The exercise>
Copy the lines beginning with the one that contains "reflection of cypress" and ending with the one that contains "[(130, 328)]". Replace "outline" with "boundary" and keep everything else the same.

**** Task inputs ****

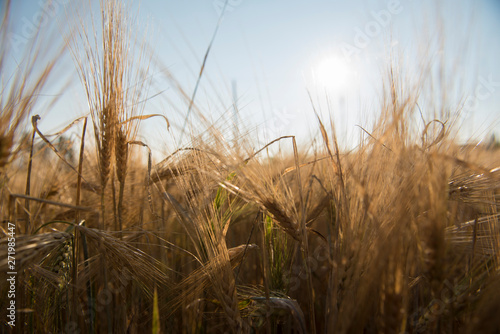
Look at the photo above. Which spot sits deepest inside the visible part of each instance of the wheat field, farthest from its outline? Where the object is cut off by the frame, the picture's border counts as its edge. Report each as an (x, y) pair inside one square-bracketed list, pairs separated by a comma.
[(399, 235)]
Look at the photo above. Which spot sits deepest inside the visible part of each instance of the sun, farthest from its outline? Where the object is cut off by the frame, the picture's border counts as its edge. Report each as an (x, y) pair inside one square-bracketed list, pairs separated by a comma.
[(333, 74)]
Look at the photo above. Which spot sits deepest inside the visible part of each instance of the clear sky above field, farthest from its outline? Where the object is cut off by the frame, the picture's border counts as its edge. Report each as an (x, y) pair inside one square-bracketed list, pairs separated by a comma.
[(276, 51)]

****
**** Task inputs ****

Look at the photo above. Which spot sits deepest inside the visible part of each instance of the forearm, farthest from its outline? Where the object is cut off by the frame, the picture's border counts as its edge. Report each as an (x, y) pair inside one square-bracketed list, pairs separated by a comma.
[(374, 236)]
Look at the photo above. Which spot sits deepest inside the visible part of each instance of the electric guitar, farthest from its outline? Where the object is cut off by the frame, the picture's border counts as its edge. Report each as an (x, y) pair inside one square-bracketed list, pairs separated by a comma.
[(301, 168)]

****
**** Task inputs ****

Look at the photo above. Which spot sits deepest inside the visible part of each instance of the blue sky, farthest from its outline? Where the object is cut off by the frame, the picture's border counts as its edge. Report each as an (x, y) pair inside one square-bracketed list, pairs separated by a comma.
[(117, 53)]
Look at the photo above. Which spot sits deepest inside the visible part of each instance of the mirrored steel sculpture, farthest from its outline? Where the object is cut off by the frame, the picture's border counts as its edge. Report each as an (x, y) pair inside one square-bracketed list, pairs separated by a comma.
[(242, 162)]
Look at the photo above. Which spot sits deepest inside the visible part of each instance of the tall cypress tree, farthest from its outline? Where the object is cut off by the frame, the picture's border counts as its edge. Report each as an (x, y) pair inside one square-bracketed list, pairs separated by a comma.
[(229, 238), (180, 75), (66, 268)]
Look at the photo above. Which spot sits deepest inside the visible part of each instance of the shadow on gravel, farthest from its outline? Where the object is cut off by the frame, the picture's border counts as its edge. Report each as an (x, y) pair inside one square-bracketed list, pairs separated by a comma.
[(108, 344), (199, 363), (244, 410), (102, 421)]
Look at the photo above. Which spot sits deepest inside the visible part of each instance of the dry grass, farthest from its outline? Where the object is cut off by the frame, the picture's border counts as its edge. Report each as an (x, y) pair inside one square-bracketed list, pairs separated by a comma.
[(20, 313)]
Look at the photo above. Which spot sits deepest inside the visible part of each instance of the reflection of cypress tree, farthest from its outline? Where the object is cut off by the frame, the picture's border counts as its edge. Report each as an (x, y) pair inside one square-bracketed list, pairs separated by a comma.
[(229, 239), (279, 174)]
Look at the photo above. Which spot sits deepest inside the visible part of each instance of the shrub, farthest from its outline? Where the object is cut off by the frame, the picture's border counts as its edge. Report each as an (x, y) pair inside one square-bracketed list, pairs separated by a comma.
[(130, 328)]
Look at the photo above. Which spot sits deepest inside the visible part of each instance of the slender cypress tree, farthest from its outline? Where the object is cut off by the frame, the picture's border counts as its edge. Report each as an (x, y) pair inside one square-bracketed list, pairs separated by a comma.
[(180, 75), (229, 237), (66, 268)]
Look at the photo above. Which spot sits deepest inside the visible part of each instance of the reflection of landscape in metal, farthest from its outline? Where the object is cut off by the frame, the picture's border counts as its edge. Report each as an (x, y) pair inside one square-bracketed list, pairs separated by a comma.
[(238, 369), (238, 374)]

****

Task result>
Look at the photo above. Which spot sits deepest inside the visible part of each instance of the reflection of cypress tree, farthest from its boundary? Where the object is cut off by the frame, the picture's border counts as its edge. Report each as an (x, y) pair inside one square-bracketed list, pairs separated by a comma.
[(229, 239), (279, 174)]
Look at the photo above. Which spot sits deepest inside the visible part of each instance of the shrub, farthest from its boundary? Where the object is cut off by the frame, the picture's border counts as its edge. Report each as an (x, y) pair inside one square-bracketed list, pairs separated by a comma.
[(130, 328)]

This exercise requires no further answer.